SOURCE MATERIAL
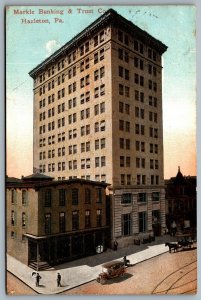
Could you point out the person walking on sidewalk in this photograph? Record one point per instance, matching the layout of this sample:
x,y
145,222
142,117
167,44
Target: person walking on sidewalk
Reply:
x,y
38,277
115,245
58,279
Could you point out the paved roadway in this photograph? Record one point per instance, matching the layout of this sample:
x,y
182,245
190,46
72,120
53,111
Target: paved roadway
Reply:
x,y
174,273
167,273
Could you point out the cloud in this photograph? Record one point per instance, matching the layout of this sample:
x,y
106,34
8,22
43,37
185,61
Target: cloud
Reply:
x,y
51,46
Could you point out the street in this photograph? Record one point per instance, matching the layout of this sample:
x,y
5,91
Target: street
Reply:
x,y
174,273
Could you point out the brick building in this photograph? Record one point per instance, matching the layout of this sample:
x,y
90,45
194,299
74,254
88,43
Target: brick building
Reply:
x,y
181,204
98,116
49,222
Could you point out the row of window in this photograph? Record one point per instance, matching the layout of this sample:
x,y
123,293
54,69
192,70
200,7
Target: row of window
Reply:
x,y
75,221
138,63
140,163
84,130
126,222
62,220
98,177
73,164
83,49
101,144
141,197
85,97
138,79
138,46
140,146
125,179
98,56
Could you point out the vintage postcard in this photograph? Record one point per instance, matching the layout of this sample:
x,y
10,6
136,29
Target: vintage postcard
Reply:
x,y
101,150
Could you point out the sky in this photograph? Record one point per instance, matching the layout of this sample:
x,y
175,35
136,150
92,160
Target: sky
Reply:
x,y
27,45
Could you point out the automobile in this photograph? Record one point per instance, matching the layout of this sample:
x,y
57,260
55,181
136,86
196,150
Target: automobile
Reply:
x,y
111,270
185,240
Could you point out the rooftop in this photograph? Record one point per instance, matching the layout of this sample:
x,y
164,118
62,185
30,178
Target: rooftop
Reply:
x,y
40,180
110,16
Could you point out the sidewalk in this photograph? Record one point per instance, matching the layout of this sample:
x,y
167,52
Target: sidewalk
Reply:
x,y
83,270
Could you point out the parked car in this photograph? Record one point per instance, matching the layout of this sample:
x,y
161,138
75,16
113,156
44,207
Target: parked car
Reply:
x,y
185,240
110,270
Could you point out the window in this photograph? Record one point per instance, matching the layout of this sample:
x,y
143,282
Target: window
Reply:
x,y
127,144
128,179
96,144
142,197
62,223
121,161
155,196
48,223
24,197
121,107
126,198
87,219
120,36
99,195
23,220
74,196
121,143
13,218
122,179
102,143
87,196
156,164
121,125
128,161
121,71
103,161
120,54
99,217
13,196
142,221
62,197
97,163
155,216
75,220
121,89
48,197
126,224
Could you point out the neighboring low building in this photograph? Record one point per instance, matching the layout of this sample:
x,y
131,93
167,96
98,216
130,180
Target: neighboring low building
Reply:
x,y
181,201
49,222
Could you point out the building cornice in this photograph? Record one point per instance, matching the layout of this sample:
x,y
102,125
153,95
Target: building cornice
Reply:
x,y
109,17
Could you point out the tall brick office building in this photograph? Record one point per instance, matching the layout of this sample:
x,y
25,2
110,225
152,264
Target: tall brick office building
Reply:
x,y
98,116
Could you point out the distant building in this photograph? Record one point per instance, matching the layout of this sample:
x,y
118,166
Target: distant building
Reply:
x,y
98,116
181,201
50,222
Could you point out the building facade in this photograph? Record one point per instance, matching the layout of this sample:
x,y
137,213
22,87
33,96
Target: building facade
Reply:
x,y
98,116
181,204
50,222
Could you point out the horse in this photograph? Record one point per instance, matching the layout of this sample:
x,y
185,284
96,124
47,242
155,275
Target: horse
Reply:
x,y
173,246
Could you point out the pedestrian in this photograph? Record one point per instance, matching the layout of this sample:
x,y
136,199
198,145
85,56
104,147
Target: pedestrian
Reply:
x,y
38,277
58,279
115,245
174,228
126,261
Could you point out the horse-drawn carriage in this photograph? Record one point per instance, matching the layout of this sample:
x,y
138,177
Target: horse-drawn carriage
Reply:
x,y
110,270
183,241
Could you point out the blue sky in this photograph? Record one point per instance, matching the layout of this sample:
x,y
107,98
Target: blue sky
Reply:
x,y
29,44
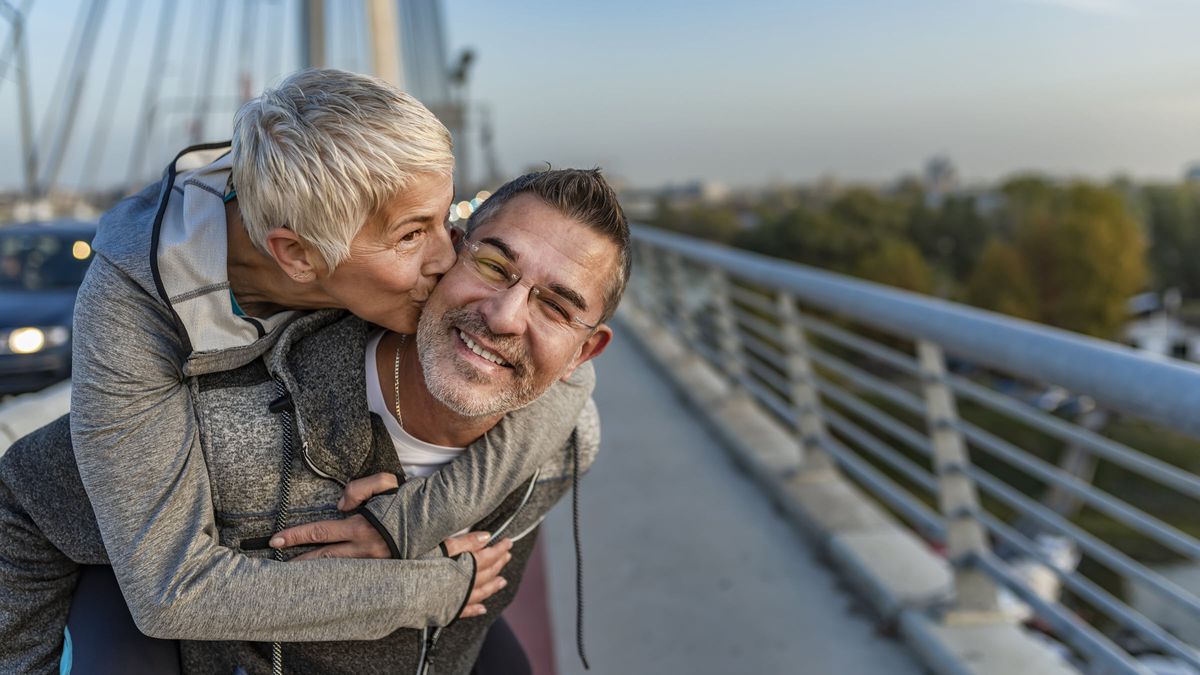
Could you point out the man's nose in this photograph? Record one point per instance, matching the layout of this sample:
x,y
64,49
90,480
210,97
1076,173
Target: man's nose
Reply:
x,y
507,312
441,255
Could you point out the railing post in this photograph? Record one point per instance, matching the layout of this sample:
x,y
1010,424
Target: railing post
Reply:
x,y
648,281
805,398
729,341
976,593
679,299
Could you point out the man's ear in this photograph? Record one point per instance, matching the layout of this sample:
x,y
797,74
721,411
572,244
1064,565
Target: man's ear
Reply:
x,y
591,348
292,255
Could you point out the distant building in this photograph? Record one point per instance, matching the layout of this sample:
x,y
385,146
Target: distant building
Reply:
x,y
641,203
941,180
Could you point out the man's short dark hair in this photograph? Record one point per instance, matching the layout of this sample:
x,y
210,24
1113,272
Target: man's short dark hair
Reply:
x,y
581,195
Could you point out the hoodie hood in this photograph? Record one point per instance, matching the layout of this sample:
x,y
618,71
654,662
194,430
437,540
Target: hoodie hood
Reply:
x,y
171,239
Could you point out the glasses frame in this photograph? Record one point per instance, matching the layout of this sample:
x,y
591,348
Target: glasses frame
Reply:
x,y
469,251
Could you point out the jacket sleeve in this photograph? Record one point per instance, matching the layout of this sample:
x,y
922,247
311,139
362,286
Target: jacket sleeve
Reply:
x,y
425,512
137,447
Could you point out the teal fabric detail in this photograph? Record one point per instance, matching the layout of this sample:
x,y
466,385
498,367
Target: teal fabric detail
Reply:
x,y
237,309
65,663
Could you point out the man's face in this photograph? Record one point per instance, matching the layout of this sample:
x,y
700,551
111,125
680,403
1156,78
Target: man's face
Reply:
x,y
467,327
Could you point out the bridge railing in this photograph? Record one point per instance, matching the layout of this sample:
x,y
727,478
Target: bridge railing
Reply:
x,y
859,371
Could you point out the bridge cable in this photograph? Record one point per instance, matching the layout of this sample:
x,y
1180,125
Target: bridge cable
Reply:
x,y
112,88
9,53
24,99
76,87
208,67
51,120
246,51
275,53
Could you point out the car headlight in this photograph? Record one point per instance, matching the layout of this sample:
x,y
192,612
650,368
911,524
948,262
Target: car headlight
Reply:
x,y
33,339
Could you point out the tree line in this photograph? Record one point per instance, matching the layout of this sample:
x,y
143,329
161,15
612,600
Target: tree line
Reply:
x,y
1067,254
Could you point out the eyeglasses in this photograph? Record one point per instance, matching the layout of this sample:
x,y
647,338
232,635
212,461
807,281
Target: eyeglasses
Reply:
x,y
498,273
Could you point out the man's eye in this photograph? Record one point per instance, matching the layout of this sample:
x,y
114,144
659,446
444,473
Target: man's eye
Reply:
x,y
555,308
492,268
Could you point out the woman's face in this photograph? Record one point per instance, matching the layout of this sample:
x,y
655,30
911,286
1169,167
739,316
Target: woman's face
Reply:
x,y
397,257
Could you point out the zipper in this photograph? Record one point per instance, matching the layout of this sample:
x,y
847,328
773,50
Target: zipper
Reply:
x,y
430,638
427,652
307,460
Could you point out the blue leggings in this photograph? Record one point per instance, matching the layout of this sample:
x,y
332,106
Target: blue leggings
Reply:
x,y
102,638
101,635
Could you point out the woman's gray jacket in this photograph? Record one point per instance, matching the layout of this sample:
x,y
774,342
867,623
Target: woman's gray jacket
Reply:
x,y
244,424
153,328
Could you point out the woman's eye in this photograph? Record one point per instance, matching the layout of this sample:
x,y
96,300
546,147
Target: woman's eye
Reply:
x,y
409,237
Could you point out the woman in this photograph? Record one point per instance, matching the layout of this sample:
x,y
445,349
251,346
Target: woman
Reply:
x,y
333,195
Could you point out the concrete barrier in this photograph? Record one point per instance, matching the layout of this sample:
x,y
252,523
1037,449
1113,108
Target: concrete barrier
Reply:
x,y
22,414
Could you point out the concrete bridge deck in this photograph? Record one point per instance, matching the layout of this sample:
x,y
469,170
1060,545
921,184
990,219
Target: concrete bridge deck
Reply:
x,y
688,569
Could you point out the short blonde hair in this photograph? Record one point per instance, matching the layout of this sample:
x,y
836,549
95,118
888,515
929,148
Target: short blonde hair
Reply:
x,y
327,149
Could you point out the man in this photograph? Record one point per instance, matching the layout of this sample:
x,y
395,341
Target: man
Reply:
x,y
543,268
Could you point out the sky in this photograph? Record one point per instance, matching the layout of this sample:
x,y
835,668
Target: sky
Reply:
x,y
747,93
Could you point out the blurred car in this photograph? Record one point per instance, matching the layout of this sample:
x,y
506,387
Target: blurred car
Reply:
x,y
41,268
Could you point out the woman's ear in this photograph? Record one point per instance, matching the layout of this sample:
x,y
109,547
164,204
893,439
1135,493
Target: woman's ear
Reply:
x,y
292,255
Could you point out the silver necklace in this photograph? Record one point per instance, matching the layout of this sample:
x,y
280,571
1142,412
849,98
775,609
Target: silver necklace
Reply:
x,y
395,381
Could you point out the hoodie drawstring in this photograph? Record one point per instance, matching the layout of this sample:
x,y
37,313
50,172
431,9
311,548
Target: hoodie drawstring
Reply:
x,y
579,555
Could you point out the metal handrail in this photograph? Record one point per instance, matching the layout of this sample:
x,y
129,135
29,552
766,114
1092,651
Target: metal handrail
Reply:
x,y
1116,376
757,308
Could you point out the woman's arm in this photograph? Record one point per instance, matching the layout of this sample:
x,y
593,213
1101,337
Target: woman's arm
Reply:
x,y
136,442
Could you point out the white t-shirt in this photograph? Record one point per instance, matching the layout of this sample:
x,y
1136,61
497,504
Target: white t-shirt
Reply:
x,y
418,458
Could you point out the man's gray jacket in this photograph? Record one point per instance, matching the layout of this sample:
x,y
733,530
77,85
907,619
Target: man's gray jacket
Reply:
x,y
313,378
153,317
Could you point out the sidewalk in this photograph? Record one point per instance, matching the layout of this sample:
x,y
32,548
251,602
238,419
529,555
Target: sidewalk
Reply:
x,y
687,568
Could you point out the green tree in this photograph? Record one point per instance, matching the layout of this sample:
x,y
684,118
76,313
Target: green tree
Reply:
x,y
1173,223
899,263
1001,282
1079,248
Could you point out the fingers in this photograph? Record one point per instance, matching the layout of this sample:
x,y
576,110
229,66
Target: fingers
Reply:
x,y
351,549
487,590
468,542
354,530
489,556
473,610
358,491
489,563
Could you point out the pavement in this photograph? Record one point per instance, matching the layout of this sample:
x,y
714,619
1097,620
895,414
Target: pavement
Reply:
x,y
687,567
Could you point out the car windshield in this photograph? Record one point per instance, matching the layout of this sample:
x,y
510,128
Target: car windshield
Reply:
x,y
42,261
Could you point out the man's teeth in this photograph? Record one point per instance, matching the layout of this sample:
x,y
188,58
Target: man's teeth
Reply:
x,y
474,347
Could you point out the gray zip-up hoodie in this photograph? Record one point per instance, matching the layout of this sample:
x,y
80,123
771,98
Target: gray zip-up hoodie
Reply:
x,y
322,360
153,315
48,529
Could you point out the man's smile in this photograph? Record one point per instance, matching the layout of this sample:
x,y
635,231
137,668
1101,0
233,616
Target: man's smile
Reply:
x,y
480,351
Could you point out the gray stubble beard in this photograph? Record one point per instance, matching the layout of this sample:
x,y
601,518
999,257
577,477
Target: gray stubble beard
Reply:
x,y
444,374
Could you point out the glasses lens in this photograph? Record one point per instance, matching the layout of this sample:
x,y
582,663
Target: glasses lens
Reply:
x,y
492,267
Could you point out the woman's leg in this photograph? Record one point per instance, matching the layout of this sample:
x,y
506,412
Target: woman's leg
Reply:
x,y
103,638
502,653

PROBLEM TO SOLVE
Every line in the entries above that mentions the word "walking" must be shown.

EXERCISE SOLUTION
Could you point out the person walking on sidewalk in this photograph? Record one point per instance, matching the layout of this sample:
Target: person walking on sidewalk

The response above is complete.